TASK INSTRUCTIONS
From the entries that follow, copy each line containing the word "half".

RECORDS FOR THIS TASK Start Marker

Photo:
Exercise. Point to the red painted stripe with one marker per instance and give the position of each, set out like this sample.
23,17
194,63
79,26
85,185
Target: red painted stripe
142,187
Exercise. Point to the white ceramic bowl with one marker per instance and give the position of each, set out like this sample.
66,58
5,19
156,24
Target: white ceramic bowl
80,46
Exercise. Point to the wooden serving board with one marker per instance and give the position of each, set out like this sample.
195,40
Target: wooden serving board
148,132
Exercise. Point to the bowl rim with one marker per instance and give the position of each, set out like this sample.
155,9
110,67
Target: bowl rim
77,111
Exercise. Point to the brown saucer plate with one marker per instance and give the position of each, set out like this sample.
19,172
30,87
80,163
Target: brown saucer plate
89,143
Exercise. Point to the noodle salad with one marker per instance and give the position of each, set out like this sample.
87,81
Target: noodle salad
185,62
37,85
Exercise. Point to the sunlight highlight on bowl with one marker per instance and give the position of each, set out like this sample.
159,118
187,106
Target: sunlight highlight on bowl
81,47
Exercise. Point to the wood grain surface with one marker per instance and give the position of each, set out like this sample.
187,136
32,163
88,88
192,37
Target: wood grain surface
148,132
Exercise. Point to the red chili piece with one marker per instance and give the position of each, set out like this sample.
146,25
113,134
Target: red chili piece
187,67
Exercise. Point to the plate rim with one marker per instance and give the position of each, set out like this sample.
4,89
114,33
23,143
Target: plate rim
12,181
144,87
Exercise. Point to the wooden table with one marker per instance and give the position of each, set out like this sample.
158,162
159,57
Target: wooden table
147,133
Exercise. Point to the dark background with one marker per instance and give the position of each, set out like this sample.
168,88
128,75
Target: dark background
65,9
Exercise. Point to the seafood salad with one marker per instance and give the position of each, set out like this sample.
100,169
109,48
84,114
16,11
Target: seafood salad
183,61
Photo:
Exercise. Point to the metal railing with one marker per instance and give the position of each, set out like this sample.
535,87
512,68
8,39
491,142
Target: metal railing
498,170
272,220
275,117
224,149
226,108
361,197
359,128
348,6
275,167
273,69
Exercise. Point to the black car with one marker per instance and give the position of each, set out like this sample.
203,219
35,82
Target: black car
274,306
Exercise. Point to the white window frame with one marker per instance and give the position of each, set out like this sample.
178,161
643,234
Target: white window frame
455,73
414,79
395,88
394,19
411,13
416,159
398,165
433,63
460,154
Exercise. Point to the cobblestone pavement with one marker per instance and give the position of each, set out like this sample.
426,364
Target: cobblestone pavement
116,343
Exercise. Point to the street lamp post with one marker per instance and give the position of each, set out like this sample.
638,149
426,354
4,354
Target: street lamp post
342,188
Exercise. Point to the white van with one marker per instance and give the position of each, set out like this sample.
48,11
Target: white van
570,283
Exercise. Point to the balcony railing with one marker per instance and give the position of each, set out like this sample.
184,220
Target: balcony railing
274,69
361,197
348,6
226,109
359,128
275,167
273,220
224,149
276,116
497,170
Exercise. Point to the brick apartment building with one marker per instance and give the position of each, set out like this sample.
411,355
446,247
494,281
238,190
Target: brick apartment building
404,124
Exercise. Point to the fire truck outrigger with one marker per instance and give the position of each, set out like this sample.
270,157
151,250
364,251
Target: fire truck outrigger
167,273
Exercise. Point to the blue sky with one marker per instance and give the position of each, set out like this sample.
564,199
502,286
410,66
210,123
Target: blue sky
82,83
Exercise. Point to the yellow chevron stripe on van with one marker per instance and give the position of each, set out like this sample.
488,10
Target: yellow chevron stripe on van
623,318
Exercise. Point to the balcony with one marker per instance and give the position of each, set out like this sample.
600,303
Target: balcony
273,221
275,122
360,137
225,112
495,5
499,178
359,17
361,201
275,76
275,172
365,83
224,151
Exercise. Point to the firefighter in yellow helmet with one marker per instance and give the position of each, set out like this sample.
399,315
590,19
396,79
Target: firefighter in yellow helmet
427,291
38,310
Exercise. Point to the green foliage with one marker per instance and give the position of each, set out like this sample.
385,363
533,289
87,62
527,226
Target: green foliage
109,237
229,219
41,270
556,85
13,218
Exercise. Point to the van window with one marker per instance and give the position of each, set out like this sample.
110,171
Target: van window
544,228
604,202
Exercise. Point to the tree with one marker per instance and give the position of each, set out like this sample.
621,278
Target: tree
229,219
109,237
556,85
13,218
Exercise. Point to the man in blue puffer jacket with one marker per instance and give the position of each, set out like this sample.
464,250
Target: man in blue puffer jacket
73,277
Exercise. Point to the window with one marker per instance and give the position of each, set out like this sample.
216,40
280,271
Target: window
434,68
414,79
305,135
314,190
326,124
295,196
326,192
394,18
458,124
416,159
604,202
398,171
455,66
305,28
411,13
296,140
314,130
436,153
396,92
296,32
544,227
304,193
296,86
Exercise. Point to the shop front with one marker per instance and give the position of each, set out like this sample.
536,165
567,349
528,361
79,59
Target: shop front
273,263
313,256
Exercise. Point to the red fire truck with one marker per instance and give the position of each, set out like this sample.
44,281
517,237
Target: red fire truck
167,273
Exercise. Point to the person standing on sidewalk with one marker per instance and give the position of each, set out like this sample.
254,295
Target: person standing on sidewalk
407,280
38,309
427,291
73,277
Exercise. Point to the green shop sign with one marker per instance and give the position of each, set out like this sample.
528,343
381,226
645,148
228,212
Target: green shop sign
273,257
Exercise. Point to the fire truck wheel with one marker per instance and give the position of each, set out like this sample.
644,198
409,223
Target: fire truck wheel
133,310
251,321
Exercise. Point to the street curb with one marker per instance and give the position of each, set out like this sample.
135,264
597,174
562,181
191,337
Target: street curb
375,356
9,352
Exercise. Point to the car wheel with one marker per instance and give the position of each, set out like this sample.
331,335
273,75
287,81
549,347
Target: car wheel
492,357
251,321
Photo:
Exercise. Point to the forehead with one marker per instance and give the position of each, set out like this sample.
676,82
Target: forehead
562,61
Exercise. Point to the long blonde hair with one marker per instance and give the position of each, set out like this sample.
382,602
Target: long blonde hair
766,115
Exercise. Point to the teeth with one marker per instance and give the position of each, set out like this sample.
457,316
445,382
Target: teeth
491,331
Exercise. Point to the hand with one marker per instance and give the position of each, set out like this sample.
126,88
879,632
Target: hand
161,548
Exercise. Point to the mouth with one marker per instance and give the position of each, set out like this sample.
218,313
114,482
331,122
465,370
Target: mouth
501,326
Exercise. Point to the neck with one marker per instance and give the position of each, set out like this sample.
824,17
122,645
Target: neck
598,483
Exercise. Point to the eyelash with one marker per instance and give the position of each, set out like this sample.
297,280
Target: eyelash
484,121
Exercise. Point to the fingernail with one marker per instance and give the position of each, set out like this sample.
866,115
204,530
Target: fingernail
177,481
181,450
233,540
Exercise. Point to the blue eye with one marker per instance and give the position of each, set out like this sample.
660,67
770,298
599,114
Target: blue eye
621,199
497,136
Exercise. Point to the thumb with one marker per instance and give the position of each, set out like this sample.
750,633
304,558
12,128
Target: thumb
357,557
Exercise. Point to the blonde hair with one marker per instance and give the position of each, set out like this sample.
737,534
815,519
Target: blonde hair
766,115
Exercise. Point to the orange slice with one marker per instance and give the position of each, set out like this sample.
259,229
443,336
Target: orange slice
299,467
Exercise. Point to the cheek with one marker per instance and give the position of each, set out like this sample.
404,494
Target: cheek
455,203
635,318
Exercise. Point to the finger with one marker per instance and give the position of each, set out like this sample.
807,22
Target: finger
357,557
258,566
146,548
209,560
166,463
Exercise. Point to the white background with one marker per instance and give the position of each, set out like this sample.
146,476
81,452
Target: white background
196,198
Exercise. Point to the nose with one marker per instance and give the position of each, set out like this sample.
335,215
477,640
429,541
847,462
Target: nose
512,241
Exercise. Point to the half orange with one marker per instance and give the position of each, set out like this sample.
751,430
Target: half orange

RECORDS FOR THIS TASK End Marker

ANSWER AREA
Exercise. Point to the half orange with one marker per instance and give the position of each, set out like this sample.
Target: half orange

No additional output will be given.